Segment Start: RECORDS PROVIDED

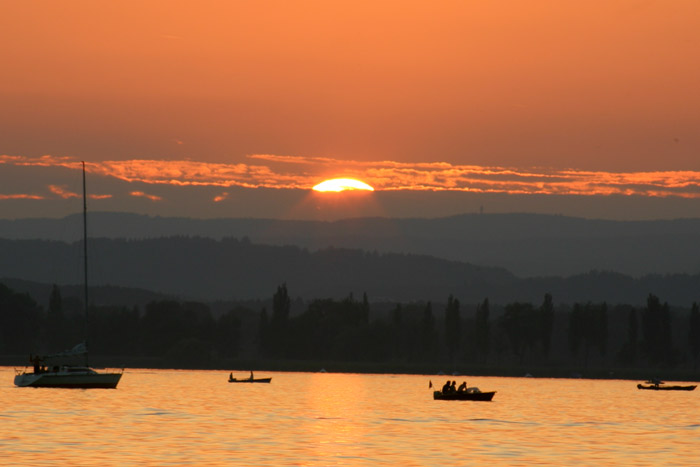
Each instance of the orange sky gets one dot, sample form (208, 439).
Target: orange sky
(573, 97)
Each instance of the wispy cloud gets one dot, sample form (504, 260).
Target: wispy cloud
(20, 196)
(62, 192)
(141, 194)
(298, 172)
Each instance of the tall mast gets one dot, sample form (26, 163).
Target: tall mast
(85, 262)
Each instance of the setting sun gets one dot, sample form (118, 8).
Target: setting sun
(342, 184)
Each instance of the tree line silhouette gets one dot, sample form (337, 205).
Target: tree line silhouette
(188, 334)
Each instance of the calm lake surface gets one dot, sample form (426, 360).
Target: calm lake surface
(168, 417)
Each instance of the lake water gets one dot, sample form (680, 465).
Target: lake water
(167, 417)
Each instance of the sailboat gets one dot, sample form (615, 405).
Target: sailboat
(60, 370)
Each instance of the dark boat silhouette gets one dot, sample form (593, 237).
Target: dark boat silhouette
(470, 395)
(251, 379)
(656, 385)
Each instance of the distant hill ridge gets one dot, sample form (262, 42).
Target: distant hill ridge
(528, 245)
(207, 269)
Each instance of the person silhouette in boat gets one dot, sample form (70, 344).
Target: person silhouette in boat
(446, 387)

Segment End: RECORDS PROVIDED

◆ WHAT YOU WILL DO: Only the pictures are to be left out, and all of the data must otherwise be transcribed exactly.

◆ FINISHED EXERCISE:
Each instance of the orange sky gets one dot, sample form (208, 439).
Target: orange sky
(573, 97)
Each instance of the wispy cloud gets one dot, sample form (504, 260).
Target: wispy cloud
(20, 196)
(62, 192)
(141, 194)
(298, 172)
Each instance of the tall mast gets one dot, sample form (26, 163).
Target: tall mast
(85, 262)
Each instance of the setting sun gets one dot, sample form (118, 8).
Target: setting sun
(342, 184)
Each instance of the tree line silhouette gets one dot, sample form (337, 205).
Target: tree line silhouette
(188, 334)
Each instance of the calm lake surface gets one dot, sample form (426, 360).
Target: calm lake surface
(168, 417)
Each instance of the lake water gets one dot, sample form (680, 465).
Target: lake water
(167, 417)
Each instance of the sailboat gets one dot, sample form (615, 405).
Target: sailboat
(60, 370)
Each instance of the dark boat silhouette gets one dot, sample form (593, 237).
Target: dark boat silhouette
(470, 395)
(251, 379)
(656, 385)
Each instance of the distant hill ridge gets one dot, sample form (262, 42).
Target: distant hill ridge
(528, 245)
(207, 269)
Each instance of the person silhouette in boat gets one dot, sample form (70, 344).
Target: person silhouette in boat
(446, 387)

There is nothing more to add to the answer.